▸ Exercise: Please retype the part of the article on the HDP and police violence starting with "The statement signed" and going on through "the HDP said.".

HDP holds AKP responsible for police violence against its deputies
ANKARA
A woman walks past Turkish police blocking a street in central Diyarbakır on September 14, 2015. AFP Photo
The Peoples’ Democratic Party (HDP) has condemned police forces for attacks wounding its lawmakers, while suggesting the police forces acted as police of the Justice and Development Party (AKP).“Turkey has today been dragged into a great spiral of violence in the care of the AKP, which couldn’t get the results it desired in the elections. With concerns over remaining in power and being brought to account in case of not coming to power, the AKP has virtually thrown Turkey into the fire,” the HDP said in a written statement released Sept. 14.
The statement signed by deputy parliamentary group chairs of the party, İdris Baluken and Pervin Buldan, argued that the AKP has increased “state violence and rights’ violations,” while maintaining the party would not get its desired votes in the upcoming Nov. 1 elections either.
“The daringness of the AKP police has moved to a further level yesterday [Sept. 13] and our deputies have been directly targeted,” the HDP said.
“Police attacked Diyarbakır people who wanted to enter the district in order to prevent possible casualties following the declaration of a curfew in Sur. Our Diyarbakır deputy, Çağlar Demirel, who was among the crowd, was subject to police attack too. Upon this targeted attack, which police launched knowingly, our deputy has been wounded in her leg and hospitalized,” it said, adding that the HDP’s Antalya deputy was also subject to a “targeted attack” by the police during a demonstration in Istanbul on the same day when Demirel wounded. Oluç was injured by “three gas rockets fired at his back,” the party said.
“We strongly condemn these repressions and attacks by the police and gendarmerie,” Baluken and Buldan said, urging the launch of required legal procedure. They also called on Parliament Speaker İsmet Yılmaz for urgently raising his voice against attacks targeting members of parliament, saying his resume of silence would mean approval of “unlawfulness.”
Witnesses told Reuters on Sept. 14 that gunfire rang out intermittently overnight in Sur district of Diyarbakır, the largest city in Turkey’s mainly Kurdish southeast, where a curfew remained in force as police clashed with militants.
While only the historic Sur district was under curfew, police imposed tight security elsewhere in the city, firing tear gas at small groups of youths protesting during the night, local witnesses said.

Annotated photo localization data

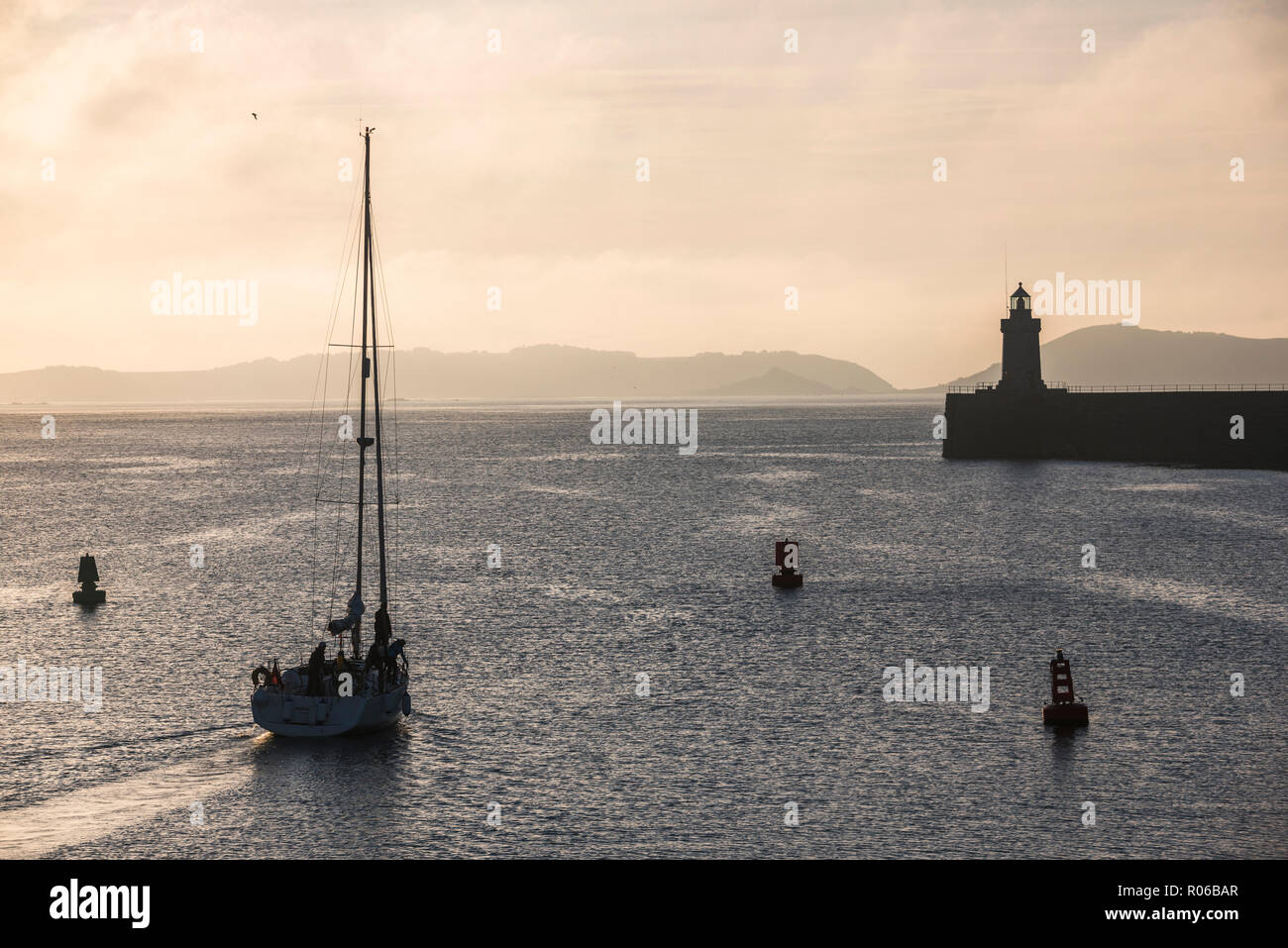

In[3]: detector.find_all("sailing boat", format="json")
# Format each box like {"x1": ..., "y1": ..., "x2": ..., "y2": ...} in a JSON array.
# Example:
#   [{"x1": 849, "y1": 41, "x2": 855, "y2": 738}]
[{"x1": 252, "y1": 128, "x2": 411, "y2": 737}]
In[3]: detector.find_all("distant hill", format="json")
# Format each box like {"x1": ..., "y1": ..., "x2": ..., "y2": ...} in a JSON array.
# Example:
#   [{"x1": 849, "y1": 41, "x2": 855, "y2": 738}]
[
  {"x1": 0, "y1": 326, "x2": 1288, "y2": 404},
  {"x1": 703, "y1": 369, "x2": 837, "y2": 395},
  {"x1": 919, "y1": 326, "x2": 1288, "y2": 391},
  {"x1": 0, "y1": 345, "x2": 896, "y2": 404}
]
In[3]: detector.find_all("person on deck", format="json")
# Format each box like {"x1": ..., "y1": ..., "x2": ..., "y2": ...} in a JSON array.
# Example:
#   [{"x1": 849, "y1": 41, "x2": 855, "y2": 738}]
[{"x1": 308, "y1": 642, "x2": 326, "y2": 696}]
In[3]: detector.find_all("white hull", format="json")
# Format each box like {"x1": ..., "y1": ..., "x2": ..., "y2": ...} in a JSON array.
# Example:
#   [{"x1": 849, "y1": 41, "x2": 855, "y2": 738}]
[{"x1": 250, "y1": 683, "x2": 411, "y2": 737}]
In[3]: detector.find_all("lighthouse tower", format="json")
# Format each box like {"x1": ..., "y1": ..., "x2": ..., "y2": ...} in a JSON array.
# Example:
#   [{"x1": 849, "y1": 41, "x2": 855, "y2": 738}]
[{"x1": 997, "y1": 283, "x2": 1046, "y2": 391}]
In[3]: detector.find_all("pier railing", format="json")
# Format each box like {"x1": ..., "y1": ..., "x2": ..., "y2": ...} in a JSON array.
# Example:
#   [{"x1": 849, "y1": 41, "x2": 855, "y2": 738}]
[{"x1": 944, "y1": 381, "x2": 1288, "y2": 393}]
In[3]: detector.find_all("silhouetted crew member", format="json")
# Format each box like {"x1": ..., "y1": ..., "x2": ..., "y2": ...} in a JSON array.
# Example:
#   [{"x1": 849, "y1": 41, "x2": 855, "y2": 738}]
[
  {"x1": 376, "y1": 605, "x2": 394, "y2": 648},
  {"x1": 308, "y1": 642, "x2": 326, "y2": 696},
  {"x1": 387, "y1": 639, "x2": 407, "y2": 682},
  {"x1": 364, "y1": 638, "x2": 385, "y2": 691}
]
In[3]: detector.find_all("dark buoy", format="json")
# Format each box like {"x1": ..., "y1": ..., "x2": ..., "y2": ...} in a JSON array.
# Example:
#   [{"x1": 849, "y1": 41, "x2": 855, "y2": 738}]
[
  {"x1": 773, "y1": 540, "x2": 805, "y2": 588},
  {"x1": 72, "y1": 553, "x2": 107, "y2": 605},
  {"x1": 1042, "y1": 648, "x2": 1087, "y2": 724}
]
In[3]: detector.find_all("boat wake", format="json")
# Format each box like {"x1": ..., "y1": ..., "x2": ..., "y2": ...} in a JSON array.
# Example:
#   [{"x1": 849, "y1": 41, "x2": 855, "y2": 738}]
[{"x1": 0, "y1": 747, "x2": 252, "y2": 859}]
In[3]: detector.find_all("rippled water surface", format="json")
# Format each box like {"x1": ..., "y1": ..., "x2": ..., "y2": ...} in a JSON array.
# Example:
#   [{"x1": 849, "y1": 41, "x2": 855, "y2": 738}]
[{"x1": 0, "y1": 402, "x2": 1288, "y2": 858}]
---
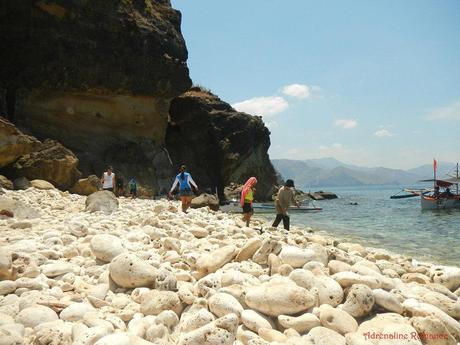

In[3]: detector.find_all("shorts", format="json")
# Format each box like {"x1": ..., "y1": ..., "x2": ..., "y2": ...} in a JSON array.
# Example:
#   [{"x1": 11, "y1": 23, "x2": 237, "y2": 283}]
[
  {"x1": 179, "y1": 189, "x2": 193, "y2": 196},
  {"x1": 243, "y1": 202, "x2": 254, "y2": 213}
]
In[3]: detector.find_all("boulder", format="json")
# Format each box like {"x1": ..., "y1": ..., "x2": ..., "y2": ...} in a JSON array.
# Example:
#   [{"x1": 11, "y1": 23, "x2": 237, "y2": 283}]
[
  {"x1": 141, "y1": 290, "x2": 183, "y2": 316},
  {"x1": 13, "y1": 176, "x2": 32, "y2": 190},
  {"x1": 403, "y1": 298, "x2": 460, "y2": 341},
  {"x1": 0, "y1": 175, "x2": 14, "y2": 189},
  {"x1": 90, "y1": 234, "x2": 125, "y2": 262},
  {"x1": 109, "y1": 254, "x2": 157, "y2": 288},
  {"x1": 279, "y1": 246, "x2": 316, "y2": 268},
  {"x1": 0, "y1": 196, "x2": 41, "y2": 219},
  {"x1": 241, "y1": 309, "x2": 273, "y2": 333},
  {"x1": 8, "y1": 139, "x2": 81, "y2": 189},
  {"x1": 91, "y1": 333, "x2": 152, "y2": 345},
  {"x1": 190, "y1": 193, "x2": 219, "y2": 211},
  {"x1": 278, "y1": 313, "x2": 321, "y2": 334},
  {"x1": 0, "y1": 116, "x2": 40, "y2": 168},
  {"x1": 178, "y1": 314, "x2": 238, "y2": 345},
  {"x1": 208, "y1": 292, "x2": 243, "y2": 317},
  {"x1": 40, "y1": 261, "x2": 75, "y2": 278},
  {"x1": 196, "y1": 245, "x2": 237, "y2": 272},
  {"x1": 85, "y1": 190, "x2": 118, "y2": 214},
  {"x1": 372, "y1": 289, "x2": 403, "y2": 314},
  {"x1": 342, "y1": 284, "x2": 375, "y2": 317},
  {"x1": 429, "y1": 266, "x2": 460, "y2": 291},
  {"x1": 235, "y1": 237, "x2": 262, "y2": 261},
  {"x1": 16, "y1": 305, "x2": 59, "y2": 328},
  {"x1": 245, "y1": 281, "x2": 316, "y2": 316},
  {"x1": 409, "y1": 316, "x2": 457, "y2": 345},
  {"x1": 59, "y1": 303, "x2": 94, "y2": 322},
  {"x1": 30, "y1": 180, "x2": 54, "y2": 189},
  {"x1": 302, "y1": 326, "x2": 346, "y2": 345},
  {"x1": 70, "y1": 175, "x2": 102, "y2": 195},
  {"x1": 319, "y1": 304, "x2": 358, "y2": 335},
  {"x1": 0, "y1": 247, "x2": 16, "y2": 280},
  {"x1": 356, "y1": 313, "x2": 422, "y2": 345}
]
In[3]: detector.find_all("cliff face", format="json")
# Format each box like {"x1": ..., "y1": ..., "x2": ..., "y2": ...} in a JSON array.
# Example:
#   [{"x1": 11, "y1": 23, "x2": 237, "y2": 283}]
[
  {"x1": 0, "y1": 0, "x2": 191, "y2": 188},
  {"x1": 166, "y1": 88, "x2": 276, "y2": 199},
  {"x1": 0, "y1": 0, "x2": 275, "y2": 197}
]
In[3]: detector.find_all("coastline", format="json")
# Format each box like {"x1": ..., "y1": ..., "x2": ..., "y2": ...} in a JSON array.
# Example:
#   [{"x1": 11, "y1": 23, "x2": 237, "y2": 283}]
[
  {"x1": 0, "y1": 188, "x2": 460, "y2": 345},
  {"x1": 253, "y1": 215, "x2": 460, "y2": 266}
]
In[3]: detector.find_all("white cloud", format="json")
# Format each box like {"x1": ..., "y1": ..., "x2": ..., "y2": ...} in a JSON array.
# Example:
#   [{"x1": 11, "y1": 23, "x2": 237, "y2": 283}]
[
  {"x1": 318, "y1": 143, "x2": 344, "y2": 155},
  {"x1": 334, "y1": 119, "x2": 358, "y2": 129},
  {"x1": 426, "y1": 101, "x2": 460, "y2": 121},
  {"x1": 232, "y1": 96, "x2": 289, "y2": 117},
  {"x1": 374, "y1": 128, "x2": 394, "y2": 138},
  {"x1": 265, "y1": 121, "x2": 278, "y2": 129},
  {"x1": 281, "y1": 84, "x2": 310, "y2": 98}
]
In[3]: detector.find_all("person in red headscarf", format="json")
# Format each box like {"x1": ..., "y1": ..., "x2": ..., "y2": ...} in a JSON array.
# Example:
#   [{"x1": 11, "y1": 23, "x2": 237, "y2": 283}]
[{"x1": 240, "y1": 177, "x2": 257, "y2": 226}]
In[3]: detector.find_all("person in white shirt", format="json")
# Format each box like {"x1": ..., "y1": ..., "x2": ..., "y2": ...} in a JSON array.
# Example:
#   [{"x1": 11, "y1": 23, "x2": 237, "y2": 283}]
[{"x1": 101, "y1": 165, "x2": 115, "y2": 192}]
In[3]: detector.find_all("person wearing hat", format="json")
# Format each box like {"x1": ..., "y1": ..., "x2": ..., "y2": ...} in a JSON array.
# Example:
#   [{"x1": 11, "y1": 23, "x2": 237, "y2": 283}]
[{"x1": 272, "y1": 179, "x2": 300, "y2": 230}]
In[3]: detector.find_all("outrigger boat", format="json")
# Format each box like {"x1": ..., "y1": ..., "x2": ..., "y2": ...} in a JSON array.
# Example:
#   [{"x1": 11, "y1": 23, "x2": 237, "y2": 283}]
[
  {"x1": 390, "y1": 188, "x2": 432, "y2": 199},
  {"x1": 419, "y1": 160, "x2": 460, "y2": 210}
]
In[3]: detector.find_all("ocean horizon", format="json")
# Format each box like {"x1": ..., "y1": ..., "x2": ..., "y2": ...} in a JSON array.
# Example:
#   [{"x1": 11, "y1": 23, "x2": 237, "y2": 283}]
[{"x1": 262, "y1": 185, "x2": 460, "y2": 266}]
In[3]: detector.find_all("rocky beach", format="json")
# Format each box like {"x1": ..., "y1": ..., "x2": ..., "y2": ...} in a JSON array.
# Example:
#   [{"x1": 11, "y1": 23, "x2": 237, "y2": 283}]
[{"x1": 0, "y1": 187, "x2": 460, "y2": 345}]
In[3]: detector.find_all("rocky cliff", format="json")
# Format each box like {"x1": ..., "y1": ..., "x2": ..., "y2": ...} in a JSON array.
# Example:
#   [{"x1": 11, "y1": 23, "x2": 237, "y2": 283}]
--
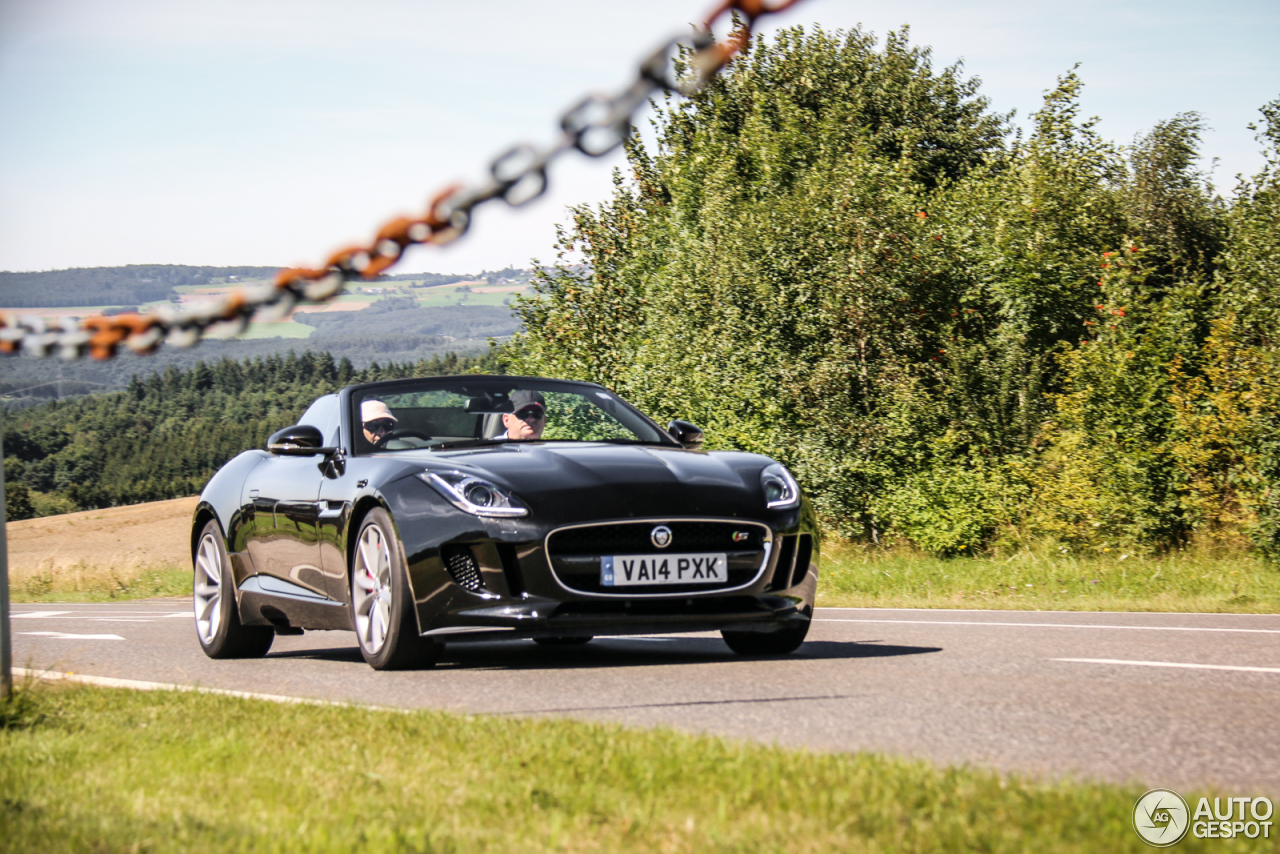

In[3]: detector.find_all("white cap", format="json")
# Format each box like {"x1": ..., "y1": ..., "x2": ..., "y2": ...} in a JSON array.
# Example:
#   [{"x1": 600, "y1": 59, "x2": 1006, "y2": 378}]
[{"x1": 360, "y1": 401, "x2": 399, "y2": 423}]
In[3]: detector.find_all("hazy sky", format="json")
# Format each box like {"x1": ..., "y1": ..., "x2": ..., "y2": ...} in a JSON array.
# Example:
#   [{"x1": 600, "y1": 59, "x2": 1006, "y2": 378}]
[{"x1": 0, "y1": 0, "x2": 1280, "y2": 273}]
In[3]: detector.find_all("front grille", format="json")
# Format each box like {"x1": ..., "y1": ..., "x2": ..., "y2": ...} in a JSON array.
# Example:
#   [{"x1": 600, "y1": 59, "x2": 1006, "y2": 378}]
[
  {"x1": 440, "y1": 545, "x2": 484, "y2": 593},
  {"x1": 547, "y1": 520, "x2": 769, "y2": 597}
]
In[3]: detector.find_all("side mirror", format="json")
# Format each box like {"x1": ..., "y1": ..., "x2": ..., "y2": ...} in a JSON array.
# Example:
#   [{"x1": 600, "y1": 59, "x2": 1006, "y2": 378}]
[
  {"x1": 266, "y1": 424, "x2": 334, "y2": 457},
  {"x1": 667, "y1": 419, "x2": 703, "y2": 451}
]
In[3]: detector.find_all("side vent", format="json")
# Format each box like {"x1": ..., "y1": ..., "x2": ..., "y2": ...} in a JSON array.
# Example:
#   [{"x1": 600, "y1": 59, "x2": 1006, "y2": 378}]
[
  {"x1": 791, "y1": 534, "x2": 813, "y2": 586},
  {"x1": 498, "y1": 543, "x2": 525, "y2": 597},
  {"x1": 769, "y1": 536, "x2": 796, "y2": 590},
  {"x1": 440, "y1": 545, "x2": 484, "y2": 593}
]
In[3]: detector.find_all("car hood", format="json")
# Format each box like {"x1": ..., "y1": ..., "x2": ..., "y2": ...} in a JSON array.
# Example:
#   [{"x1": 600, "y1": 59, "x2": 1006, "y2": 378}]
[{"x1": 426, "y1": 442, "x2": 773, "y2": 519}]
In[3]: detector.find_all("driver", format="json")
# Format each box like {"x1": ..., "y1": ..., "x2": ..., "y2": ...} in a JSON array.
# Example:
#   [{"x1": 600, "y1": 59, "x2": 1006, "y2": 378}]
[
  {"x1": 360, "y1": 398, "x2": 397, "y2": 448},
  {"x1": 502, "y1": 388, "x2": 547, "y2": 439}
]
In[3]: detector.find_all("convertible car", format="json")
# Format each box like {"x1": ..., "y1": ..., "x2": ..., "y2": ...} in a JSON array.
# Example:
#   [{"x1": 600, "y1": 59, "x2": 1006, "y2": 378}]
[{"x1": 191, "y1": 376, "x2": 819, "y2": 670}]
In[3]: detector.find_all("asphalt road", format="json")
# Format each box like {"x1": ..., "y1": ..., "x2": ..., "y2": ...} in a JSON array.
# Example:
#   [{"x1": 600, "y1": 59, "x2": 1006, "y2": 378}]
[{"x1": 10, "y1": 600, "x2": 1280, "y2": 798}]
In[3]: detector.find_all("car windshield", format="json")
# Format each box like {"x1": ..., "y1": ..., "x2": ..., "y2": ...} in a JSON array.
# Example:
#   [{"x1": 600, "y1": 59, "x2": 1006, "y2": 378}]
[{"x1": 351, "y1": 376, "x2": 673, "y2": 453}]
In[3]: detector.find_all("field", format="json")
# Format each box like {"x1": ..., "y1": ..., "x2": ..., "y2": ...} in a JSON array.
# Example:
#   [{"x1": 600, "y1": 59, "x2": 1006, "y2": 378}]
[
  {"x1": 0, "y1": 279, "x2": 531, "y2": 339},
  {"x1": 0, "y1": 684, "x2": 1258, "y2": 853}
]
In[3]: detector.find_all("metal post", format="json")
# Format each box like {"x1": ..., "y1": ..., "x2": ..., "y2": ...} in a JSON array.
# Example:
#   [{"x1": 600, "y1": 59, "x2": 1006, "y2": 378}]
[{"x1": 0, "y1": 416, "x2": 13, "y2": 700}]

▸ Response to the exercise:
The statement signed by deputy parliamentary group chairs of the party, İdris Baluken and Pervin Buldan, argued that the AKP has increased “state violence and rights’ violations,” while maintaining the party would not get its desired votes in the upcoming Nov. 1 elections either.
“The daringness of the AKP police has moved to a further level yesterday [Sept. 13] and our deputies have been directly targeted,” the HDP said.